October 4, 2008 at 10:56 pm (Uncategorized) (, , , , , , )

I saw Nick and Norah’s Infinite Playlist this afternoon. Going in with very low expectations allowed me to enjoy it more than I thought it would. I’ve started reading the book to see how it compares. I’m not very far into it, but I can see that the book is much edgier, sharper, and more real than the movie. But I love me some Michael Cera, and Kat Dennings is my new girl crush.

Speaking of books-to-movies, I’m eagerly awaiting the adaptation of The Time-Traveler’s Wife. By eagerly, of course, I mean that I’m wringing my hands in nervous anticipation. I so loved the book (and am so embarrassed by this fact) and I so want to love the movie that it’s causing me a great deal of stress. Every few days, I check to see if a trailer has been posted online, so that I might get a glimpse into the wonder that might be. It hasn’t happened yet, but I read a brief article the other day that’s gotten me a bit nervous about it. In it, Rachel McAdams (my girl!) says that people have to approach the book and the movie in different ways, because they’ve taken a 500-plus page book and condensed it into a 90-minute movie. That seems like a really nice way of saying that we’re going to be served shit come this winter. Oh, I think I’m getting an ulcer.

▶ **Given task**
Please list every person's full name that appears in the movie-adaptation post above.

[Excerpts from a pointing dataset]
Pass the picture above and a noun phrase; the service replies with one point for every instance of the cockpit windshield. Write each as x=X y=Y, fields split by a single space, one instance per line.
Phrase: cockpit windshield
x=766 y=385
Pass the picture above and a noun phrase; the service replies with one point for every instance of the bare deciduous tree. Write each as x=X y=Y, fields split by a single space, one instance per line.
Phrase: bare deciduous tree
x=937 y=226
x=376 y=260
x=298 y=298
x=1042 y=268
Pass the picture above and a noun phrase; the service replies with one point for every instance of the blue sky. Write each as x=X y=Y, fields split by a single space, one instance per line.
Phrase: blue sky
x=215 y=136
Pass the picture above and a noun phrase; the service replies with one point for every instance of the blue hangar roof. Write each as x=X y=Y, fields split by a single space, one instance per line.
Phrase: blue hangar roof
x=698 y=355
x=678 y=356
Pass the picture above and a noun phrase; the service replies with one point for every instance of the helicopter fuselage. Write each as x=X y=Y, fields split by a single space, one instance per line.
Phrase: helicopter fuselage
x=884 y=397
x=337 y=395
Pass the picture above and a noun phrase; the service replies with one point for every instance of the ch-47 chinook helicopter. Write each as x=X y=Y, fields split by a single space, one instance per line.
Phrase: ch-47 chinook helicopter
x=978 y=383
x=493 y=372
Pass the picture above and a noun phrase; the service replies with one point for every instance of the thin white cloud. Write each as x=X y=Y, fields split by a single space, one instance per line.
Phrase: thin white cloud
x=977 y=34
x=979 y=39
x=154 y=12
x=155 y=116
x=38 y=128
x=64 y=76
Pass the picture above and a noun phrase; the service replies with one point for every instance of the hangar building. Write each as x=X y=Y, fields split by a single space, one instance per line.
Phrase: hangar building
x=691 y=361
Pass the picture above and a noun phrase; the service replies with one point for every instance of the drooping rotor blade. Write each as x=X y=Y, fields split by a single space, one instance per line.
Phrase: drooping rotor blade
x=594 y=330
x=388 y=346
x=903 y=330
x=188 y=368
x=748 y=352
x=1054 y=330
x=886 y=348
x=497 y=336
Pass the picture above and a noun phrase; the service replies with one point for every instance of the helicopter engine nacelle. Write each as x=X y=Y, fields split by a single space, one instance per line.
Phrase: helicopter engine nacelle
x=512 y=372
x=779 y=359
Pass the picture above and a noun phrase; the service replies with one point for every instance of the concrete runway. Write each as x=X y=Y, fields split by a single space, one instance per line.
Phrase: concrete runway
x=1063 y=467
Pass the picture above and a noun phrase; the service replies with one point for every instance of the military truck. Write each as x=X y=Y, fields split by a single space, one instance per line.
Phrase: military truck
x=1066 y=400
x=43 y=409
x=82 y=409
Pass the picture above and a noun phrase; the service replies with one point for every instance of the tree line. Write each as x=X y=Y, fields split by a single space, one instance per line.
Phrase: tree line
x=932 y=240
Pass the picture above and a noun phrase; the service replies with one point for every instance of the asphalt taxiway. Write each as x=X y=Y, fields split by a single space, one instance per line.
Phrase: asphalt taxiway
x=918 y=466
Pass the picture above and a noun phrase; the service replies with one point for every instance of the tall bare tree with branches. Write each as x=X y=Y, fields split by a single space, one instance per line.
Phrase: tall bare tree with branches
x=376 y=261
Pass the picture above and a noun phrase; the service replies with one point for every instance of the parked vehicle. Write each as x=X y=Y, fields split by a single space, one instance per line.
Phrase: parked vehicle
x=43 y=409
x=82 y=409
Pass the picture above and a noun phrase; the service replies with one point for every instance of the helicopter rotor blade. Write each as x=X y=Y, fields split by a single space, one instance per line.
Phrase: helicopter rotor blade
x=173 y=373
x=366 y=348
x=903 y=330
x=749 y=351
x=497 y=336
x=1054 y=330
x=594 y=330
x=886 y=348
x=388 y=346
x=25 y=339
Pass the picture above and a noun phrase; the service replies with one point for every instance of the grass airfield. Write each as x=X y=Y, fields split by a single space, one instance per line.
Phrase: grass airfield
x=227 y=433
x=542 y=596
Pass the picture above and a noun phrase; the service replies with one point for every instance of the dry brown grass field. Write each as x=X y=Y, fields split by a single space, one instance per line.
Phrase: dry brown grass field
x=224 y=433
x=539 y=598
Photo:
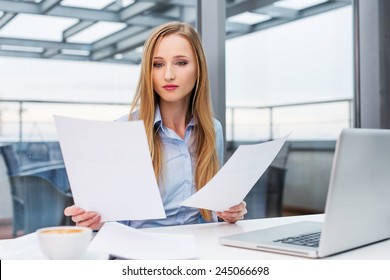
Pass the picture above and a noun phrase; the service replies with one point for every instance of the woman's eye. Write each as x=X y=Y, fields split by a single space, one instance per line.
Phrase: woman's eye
x=182 y=63
x=158 y=64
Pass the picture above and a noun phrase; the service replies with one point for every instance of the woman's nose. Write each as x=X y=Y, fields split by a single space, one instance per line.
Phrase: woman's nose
x=169 y=75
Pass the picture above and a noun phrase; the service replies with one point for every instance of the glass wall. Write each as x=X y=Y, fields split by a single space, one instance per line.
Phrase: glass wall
x=290 y=68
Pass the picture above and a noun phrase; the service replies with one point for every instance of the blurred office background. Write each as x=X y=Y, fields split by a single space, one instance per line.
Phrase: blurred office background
x=309 y=67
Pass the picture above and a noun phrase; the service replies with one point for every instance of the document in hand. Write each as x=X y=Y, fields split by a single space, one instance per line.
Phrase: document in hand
x=129 y=243
x=109 y=168
x=236 y=178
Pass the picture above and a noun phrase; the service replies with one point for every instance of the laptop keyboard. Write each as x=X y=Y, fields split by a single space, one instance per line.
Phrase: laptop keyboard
x=309 y=240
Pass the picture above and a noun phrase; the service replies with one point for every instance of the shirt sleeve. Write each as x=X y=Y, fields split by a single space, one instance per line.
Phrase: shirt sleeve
x=220 y=144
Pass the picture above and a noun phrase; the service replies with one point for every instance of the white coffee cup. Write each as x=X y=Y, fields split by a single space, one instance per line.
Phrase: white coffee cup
x=64 y=242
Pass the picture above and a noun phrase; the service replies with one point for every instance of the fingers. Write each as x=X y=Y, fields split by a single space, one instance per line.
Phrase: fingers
x=234 y=213
x=73 y=210
x=83 y=218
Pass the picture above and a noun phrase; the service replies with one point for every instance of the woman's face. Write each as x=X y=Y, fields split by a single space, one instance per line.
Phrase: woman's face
x=174 y=69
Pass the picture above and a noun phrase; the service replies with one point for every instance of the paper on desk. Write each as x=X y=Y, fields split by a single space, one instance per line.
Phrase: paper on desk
x=129 y=243
x=109 y=168
x=236 y=178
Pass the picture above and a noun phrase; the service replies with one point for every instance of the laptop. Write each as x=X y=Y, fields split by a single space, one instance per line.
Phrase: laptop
x=357 y=211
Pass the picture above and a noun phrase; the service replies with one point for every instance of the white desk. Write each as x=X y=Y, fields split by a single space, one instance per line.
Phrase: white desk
x=206 y=238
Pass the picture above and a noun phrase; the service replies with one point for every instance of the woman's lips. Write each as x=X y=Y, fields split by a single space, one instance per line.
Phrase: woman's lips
x=170 y=87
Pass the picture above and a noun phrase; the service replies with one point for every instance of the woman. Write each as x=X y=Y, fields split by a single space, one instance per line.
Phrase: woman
x=186 y=143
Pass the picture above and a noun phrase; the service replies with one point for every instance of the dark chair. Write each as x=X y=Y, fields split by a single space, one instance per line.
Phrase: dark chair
x=37 y=203
x=54 y=171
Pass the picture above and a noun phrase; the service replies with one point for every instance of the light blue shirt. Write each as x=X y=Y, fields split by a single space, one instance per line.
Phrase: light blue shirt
x=177 y=181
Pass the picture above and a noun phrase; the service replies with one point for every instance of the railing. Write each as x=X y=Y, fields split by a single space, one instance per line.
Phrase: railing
x=336 y=114
x=272 y=121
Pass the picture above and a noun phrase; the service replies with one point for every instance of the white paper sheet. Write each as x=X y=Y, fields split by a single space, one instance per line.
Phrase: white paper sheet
x=109 y=168
x=129 y=243
x=236 y=178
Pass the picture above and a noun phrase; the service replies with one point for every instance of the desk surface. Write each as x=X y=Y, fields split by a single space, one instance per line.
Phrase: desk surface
x=206 y=238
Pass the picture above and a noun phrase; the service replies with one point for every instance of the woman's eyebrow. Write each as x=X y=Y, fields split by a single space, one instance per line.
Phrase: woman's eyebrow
x=176 y=56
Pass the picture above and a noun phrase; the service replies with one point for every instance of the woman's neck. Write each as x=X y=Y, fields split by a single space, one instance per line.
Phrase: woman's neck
x=175 y=117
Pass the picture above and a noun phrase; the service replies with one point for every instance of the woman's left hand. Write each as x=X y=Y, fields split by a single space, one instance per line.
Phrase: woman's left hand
x=233 y=214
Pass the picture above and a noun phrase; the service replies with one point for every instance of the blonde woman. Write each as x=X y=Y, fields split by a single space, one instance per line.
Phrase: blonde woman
x=185 y=141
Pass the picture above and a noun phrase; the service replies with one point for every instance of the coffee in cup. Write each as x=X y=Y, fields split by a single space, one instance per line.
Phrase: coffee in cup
x=64 y=242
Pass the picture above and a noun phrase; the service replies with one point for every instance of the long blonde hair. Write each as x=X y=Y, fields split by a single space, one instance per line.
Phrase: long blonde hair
x=145 y=102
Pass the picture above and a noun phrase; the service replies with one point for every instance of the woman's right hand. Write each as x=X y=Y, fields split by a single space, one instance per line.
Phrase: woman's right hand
x=83 y=218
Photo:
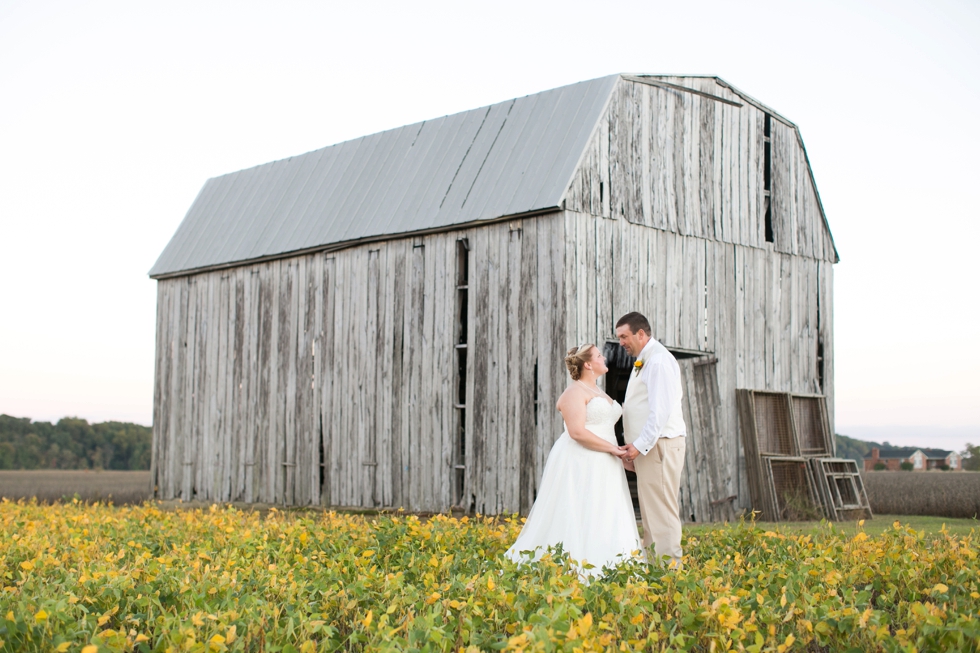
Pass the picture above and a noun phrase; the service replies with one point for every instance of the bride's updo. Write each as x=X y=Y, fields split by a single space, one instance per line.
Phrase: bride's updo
x=576 y=358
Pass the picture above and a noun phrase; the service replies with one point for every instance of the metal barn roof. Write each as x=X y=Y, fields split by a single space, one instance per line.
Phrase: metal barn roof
x=505 y=159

▶ **Response for this exercise**
Michael Cera, Kat Dennings, Rachel McAdams